**What this task involves:** Reproduce exactly, with no other output, every line of the data below from the line containing "Guideline: one keypoint for each instance of the cloudy" to the end, inclusive.
>>>
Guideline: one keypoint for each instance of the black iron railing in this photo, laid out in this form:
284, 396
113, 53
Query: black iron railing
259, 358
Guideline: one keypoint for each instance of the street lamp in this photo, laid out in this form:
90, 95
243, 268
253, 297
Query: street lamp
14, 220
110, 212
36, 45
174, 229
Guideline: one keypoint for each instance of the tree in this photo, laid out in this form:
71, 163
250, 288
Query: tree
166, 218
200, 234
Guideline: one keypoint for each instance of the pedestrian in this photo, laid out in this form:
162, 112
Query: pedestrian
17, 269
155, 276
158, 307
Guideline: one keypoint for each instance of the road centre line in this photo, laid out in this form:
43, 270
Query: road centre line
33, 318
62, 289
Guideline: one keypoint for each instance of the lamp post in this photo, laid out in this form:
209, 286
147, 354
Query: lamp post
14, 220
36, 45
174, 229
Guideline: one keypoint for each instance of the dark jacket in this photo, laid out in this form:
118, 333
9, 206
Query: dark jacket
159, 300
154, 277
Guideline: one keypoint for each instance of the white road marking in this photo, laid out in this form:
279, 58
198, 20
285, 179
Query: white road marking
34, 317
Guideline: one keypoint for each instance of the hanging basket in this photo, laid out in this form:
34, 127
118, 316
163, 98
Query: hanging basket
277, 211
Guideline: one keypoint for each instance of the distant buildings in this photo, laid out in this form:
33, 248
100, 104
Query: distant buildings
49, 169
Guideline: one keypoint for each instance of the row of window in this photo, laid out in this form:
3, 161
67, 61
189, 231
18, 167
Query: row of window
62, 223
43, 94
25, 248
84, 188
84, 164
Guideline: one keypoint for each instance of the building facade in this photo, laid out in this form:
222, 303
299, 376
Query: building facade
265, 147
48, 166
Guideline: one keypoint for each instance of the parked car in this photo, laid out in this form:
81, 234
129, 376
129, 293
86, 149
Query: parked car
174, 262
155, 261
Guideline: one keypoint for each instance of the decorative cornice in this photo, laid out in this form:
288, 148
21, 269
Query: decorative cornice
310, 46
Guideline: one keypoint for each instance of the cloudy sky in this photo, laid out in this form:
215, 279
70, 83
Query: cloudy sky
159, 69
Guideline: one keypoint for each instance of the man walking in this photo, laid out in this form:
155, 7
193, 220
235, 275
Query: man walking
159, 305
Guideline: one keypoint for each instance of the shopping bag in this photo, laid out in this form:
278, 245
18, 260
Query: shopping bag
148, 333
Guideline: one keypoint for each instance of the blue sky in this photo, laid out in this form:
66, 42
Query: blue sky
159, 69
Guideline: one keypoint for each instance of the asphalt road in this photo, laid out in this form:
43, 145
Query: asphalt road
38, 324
<<<
**Answer below:**
Guideline: one keypoint for each instance of the cloudy sky in this photo, laid out in this form:
215, 279
70, 83
Query: cloudy sky
159, 69
Guideline: one keypoint for each instance of the man walking in this photo, laid out in this form:
155, 7
193, 220
235, 275
Query: man walking
159, 305
Guideline: one keypoint for each instance of the shopping bag in this photo, laid out in this form:
278, 245
18, 260
Query: shopping bag
148, 333
Guideline: one keypoint for each instance of the blue sky in this photo, laid out in this form:
66, 42
Query: blue sky
159, 69
Guideline: one keypoint for each instance of the asphalt road in this photo, laid out in this form:
43, 145
Query: asphalt road
38, 324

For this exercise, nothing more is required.